▶ _TEXT TO READ_:
[Start]

"You Belong to Me" is a popular music ballad from the 1950s. It is well known for its opening line, "See the pyramids along the Nile". The song was published in Hollywood on April 21, 1952, and the most popular version was by Jo Stafford, reaching No. 1 on both the UK and US singles charts.

Conception and composition
"You Belong to Me" is credited to Chilton Price, Pee Wee King, and Redd Stewart.

Price, a songwriting librarian at WAVE Radio Louisville, had written the song in its virtual entirety as "Hurry Home to Me", envisioning the song as an American woman's plea to a sweetheart serving overseas in World War II. Afforded songwriting credit on the song mostly in exchange for their work in promoting it, King and Stewart did slightly adjust Price's composition musically and lyrically, shifting the focus from a wartime background "into a kind of universal song about separated lovers" (World War II having ended some years previously) and changing the title to "You Belong to Me". Price had previously had success with another hit which she had written, "Slow Poke", under a similar arrangement with the two men.

[End]

▶ _PROBLEMS AND TASKS_:
A) In the text about the song "You Belong to Me," what was the song's title before King and Stewart changed it?
B) Pick up the text about the song "You Belong to Me" after its final sentence and keep writing it.

▶ _DATASET_:
[Start]

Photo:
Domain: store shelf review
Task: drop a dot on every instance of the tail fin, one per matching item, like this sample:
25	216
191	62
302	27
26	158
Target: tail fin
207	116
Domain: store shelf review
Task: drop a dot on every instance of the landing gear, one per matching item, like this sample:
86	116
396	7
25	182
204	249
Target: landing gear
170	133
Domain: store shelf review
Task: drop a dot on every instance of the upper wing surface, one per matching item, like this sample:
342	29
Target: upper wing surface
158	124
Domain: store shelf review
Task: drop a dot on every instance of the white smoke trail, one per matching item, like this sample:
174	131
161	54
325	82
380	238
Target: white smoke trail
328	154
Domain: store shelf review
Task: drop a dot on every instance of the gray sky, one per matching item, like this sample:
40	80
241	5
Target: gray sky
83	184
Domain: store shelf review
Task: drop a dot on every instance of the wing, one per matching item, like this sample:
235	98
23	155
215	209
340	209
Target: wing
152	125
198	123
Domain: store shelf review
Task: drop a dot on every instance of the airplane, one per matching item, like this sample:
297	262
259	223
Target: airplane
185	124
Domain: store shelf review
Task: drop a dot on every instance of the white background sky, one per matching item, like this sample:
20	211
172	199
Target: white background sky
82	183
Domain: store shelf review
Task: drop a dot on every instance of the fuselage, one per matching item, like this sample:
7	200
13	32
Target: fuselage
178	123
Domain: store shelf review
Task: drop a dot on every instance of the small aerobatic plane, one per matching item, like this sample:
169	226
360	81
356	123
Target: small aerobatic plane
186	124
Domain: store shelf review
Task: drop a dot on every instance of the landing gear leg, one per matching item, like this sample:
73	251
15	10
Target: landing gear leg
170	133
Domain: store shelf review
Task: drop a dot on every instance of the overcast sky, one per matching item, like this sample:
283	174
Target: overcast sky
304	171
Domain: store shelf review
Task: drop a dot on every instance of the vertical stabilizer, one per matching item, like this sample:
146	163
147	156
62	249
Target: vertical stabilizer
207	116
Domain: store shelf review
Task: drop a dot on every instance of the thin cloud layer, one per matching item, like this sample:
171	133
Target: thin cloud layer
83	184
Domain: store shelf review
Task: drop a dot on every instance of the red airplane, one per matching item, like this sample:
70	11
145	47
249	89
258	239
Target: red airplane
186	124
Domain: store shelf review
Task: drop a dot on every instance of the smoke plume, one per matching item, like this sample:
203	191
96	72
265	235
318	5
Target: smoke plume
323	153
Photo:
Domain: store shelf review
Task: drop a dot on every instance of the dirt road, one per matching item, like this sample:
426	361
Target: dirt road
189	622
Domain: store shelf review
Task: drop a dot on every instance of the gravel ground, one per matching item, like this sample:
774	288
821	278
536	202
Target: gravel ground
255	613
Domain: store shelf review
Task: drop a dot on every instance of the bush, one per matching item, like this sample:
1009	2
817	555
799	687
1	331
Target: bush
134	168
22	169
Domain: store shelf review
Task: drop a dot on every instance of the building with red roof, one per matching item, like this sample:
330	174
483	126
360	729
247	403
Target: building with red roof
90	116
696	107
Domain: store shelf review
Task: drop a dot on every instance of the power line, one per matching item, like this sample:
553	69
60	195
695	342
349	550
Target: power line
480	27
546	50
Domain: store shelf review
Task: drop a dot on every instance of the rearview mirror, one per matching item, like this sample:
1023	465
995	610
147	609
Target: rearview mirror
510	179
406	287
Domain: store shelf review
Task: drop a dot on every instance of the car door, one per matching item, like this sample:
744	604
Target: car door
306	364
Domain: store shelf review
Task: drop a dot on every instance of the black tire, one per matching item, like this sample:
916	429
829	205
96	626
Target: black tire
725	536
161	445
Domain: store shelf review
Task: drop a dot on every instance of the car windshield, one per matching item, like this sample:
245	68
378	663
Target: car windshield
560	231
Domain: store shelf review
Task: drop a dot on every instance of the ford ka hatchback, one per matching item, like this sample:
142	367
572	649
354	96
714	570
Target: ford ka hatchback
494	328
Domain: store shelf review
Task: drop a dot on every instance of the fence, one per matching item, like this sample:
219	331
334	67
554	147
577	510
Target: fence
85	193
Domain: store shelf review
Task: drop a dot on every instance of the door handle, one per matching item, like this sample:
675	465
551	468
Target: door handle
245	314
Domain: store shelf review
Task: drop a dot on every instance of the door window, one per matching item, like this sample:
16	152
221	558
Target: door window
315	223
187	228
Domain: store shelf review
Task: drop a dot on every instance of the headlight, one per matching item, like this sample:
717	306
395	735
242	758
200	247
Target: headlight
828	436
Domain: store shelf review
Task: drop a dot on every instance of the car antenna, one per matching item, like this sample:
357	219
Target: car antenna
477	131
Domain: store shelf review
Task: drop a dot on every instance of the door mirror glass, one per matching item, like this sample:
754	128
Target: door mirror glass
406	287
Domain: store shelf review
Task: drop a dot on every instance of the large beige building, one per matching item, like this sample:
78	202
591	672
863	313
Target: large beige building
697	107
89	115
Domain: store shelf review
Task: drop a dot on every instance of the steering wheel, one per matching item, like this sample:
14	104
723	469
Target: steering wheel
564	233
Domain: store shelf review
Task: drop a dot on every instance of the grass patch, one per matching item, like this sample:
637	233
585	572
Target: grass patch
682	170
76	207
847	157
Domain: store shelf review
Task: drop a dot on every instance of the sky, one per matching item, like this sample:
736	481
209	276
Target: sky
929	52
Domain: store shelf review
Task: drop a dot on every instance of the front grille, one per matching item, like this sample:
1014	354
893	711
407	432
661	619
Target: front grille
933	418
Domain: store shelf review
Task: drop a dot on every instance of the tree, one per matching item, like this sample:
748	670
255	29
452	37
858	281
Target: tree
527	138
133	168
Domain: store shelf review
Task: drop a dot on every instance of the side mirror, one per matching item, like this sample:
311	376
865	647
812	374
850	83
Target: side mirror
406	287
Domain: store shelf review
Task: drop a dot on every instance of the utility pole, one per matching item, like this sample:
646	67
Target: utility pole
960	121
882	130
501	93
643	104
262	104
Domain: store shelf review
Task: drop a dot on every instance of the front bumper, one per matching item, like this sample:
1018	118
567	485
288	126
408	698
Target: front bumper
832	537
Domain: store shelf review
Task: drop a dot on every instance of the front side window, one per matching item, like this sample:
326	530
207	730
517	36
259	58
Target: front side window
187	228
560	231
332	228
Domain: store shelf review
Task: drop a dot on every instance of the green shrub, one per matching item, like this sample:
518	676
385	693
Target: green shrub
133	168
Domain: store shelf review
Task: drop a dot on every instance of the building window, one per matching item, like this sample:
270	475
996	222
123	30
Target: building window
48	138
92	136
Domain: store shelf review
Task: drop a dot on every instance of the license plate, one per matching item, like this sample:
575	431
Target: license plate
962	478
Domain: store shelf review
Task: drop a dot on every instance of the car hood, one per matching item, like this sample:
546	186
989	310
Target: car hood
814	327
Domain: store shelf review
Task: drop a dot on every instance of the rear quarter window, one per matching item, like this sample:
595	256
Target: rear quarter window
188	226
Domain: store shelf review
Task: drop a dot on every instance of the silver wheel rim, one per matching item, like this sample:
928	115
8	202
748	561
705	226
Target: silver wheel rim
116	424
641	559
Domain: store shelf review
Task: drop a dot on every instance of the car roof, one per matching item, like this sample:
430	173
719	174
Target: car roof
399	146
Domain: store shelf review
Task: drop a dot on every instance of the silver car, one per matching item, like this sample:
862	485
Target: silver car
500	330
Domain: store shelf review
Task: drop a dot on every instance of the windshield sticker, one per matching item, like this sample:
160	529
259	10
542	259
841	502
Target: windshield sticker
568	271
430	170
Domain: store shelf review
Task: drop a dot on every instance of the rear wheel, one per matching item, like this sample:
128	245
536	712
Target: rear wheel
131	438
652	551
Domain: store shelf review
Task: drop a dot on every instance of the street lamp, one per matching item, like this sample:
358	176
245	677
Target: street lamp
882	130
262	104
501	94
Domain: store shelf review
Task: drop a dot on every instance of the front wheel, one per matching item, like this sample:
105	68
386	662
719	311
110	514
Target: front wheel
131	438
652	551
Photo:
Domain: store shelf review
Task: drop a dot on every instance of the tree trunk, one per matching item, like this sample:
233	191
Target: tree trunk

[End]

▶ _EXPECTED OUTPUTS_:
A) "Hurry Home to Me"

B)
Chart performance
The first recording of the song, in February 1952, was by Joni James. She had seen the sheet music in the Woods Building in Chicago, and the lyrics attracted her. She recorded the song in Chicago, and it was released in March on the local Sharp Records label. After she signed to MGM, it was reissued as her second single on that label on August 5, 1952, after Jo Stafford, Patti Page, Ella Fitzgerald and Dean Martin had covered it. James' version was also issued on MGM Records for national distribution. The best-known version of the song in early 1952 was recorded after James, by Sue Thompson on Mercury's country label as catalog number 6407. It was soon covered by Patti Page, whose version was issued by Mercury (catalog number 5899), with "I Went to Your Wedding" (a bigger Page hit, reaching No. 1) on the flip side. It entered the Billboard chart on August 22, 1952, and lasted 12 weeks on the chart, peaking at No. 4. A cover version by Dean Martin, released by Capitol Records (catalog number 2165), was also in play at that time. This version first entered the US chart on August 29, 1952, and remained on it for 10 weeks, reaching No. 12. All the versions were combined in the rankings on the Cash Box charts, and the song reached No. 1 on those charts as well, lasting on the chart for more than half a year.

In the UK, the song also topped the sheet music sales chart. It first entered the chart on November 1, 1952, peaking at No. 1 on December 27, where it stayed for 7 weeks. Jo Stafford's recording was amongst the first batch to be issued in October 1952. British cover versions were also available by Larry Cross, Alma Cogan with Jimmy Watson (trumpet), Monty Norman, Dickie Valentine with Ted Heath and his Music, Victor Silvester and his Ballroom Orchestra, Jimmy Young, and Wally Fryer and his Perfect Tempo Dance Orchestra. American recordings by Patti Page, Grady Martin and his Slew Foot Five (vocal by Cecil Bayley), Dean Martin, Joni James, Ken Griffin (organ), Jan Garber and his Orchestra (vocal by Roy Cordell) and Mickey Katz (a Yiddish parody) and his Orchestra were available in the UK. In all, the song remained in the sheet music chart for 24 weeks. Despite the many recordings issued in the UK, only that by Stafford appeared in the singles sales chart.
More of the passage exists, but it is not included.